• PROBLEM STATEMENT: Return every line of the records that contains the word "lake", treating case as significant.

── SOURCE DATA ──

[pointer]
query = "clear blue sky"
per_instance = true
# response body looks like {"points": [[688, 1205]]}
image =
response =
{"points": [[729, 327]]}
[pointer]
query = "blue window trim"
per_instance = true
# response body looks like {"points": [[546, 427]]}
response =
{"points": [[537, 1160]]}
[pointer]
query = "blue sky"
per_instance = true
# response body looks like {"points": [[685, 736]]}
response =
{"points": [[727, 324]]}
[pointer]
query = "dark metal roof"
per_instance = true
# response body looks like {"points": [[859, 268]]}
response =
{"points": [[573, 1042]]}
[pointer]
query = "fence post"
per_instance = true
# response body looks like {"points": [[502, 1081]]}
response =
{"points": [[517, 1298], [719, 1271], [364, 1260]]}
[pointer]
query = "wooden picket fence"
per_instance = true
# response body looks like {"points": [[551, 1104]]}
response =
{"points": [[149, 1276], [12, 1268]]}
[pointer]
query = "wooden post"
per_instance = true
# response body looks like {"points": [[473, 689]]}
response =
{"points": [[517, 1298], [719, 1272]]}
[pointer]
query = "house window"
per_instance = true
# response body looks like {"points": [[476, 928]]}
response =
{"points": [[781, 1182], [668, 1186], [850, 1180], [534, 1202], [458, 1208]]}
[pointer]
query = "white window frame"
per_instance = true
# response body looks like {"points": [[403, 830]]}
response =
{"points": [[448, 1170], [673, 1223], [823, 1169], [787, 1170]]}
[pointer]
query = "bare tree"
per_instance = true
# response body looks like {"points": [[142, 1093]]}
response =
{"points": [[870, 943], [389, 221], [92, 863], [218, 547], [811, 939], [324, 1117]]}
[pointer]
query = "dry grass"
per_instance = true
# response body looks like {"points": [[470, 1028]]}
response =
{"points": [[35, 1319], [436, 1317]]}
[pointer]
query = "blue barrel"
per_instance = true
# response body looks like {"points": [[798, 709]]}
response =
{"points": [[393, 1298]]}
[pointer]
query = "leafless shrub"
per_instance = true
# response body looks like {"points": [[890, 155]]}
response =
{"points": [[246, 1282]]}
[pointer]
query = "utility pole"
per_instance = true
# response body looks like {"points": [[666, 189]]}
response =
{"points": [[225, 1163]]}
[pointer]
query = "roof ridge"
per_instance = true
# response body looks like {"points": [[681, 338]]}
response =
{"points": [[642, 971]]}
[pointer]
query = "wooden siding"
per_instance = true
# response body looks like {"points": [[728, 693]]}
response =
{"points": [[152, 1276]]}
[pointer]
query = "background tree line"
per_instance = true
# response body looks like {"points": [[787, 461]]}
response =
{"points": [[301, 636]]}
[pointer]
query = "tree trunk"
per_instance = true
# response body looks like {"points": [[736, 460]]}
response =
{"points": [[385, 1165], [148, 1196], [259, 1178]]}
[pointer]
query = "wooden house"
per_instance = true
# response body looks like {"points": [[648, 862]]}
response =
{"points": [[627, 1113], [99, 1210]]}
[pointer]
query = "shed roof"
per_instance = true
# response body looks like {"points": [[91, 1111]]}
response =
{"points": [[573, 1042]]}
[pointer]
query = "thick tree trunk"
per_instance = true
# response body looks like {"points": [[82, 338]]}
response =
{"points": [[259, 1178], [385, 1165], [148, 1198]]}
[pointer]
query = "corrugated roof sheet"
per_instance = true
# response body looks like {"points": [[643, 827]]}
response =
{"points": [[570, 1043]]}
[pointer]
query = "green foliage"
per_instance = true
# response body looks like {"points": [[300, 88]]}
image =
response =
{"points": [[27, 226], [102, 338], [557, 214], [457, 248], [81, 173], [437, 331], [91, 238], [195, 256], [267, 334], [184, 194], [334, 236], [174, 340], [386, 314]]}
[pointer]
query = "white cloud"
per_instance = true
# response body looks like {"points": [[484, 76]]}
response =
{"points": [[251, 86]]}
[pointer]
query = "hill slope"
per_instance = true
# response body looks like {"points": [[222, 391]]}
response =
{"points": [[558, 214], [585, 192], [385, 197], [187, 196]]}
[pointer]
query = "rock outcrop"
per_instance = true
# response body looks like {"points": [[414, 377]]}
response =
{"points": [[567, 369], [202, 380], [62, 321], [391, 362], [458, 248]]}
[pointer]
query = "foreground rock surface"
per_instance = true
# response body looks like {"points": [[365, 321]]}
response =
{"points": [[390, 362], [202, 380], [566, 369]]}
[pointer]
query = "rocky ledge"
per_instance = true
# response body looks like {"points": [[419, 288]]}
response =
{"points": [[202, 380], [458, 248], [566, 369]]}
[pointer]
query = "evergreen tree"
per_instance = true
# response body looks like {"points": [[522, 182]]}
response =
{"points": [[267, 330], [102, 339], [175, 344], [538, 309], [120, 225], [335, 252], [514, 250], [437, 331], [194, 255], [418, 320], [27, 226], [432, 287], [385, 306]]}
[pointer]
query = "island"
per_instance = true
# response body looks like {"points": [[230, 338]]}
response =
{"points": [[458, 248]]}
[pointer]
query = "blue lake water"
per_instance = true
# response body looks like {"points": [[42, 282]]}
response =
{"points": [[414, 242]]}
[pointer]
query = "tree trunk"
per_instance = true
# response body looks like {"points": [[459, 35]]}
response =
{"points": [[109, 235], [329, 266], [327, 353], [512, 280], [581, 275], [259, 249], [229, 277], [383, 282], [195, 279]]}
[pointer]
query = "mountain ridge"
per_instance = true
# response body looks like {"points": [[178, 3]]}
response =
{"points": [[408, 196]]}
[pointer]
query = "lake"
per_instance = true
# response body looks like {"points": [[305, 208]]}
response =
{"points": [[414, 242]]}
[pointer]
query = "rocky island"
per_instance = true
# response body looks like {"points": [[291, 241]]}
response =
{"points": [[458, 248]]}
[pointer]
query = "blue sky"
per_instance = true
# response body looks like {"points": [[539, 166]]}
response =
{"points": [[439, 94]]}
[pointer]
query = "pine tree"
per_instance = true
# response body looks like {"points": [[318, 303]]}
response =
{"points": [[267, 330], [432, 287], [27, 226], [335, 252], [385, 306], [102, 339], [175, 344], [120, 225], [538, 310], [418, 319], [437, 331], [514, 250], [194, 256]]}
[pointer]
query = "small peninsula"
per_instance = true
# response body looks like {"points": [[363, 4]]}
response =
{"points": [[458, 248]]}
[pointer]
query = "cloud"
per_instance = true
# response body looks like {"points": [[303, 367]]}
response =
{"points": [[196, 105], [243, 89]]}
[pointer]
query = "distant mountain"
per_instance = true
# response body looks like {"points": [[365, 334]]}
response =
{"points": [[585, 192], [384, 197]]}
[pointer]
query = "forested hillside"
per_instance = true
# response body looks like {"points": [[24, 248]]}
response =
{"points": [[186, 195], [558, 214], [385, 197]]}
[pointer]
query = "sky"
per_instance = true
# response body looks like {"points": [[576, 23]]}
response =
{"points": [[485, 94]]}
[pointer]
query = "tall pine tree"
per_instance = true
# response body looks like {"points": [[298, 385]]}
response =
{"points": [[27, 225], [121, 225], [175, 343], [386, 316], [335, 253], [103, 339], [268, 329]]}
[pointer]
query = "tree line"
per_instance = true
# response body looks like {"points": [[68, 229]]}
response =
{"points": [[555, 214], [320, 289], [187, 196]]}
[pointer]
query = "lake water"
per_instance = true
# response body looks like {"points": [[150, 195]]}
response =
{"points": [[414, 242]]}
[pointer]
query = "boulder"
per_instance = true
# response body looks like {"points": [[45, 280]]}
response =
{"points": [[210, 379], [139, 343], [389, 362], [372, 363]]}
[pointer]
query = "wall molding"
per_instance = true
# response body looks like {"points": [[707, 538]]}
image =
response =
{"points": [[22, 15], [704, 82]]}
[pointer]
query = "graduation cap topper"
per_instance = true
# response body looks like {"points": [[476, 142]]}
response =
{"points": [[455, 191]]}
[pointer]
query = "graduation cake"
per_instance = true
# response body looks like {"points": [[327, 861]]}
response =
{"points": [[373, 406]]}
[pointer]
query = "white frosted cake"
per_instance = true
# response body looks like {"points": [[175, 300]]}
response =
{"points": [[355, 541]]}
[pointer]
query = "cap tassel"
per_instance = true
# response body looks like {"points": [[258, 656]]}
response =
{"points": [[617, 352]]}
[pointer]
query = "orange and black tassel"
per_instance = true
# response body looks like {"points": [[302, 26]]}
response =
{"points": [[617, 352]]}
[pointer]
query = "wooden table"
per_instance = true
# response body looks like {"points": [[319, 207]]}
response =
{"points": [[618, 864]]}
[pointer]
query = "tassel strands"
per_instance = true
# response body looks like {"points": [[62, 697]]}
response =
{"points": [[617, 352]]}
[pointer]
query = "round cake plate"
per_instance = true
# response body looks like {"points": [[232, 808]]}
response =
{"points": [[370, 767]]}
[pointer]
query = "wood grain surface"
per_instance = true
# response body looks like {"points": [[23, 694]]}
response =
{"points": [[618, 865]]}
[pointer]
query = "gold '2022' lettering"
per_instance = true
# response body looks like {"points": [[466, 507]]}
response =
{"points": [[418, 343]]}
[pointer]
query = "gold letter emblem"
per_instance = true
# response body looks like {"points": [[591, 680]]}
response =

───

• EXERCISE ANSWER:
query = "blue lake water"
query = "lake"
query = "lake water"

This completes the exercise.